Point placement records
___
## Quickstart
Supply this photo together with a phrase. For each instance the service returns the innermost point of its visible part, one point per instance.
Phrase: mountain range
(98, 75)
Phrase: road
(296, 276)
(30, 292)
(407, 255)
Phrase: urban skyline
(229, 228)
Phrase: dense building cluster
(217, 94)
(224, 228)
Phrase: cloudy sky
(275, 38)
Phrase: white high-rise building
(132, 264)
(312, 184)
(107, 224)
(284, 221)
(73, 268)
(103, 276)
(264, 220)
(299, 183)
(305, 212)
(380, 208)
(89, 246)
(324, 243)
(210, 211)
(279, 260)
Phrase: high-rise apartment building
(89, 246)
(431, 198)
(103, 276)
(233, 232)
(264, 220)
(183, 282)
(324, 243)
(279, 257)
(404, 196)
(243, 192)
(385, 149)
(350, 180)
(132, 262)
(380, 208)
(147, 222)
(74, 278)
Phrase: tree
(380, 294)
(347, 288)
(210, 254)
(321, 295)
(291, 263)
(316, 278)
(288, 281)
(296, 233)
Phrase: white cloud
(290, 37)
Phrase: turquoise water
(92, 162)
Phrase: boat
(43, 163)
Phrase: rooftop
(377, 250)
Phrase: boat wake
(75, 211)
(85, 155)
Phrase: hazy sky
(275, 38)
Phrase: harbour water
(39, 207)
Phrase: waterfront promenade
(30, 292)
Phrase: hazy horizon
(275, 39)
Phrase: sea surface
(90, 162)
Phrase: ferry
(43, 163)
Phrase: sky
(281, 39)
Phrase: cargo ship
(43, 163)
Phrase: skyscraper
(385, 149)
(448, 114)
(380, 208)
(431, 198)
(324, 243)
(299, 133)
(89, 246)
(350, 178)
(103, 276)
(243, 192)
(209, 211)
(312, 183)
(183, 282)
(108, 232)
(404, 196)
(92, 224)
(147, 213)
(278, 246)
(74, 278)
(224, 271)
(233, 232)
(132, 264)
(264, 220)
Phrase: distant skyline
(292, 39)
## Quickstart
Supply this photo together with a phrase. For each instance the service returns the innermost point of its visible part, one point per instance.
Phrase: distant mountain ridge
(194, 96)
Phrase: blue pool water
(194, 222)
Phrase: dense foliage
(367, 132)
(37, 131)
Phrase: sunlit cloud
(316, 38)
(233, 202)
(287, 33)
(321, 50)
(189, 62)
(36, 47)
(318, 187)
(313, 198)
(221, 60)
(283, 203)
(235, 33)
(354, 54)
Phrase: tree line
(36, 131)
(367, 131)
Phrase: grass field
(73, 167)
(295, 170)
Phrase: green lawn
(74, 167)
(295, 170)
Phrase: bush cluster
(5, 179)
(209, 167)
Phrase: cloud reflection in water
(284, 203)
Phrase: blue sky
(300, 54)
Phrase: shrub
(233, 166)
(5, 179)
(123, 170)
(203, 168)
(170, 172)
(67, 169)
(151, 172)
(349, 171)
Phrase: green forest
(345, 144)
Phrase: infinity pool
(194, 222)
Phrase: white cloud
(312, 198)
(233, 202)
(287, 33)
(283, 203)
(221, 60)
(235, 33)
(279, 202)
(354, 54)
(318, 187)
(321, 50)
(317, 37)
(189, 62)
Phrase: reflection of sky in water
___
DO THIS
Only the lines from the one containing "Phrase: blue pool water" through the end of the material should be reproduced, exactly, with both ends included.

RESPONSE
Phrase: blue pool water
(194, 222)
Phrase: dense foliage
(367, 132)
(37, 131)
Phrase: sunlit cloud
(316, 38)
(233, 202)
(287, 33)
(321, 50)
(189, 62)
(36, 47)
(318, 187)
(313, 198)
(221, 60)
(283, 203)
(235, 33)
(354, 54)
Phrase: tree line
(36, 131)
(367, 131)
Phrase: grass field
(73, 167)
(295, 170)
Phrase: green lawn
(74, 167)
(295, 170)
Phrase: bush cluster
(5, 179)
(209, 167)
Phrase: cloud reflection in water
(284, 203)
Phrase: blue sky
(300, 54)
Phrase: shrub
(233, 166)
(5, 179)
(123, 170)
(203, 168)
(170, 172)
(67, 169)
(151, 172)
(349, 171)
Phrase: green forest
(345, 144)
Phrase: infinity pool
(194, 222)
Phrase: white cloud
(312, 198)
(233, 202)
(287, 33)
(283, 203)
(221, 60)
(235, 33)
(279, 202)
(354, 54)
(318, 187)
(321, 50)
(317, 37)
(189, 62)
Phrase: reflection of sky in water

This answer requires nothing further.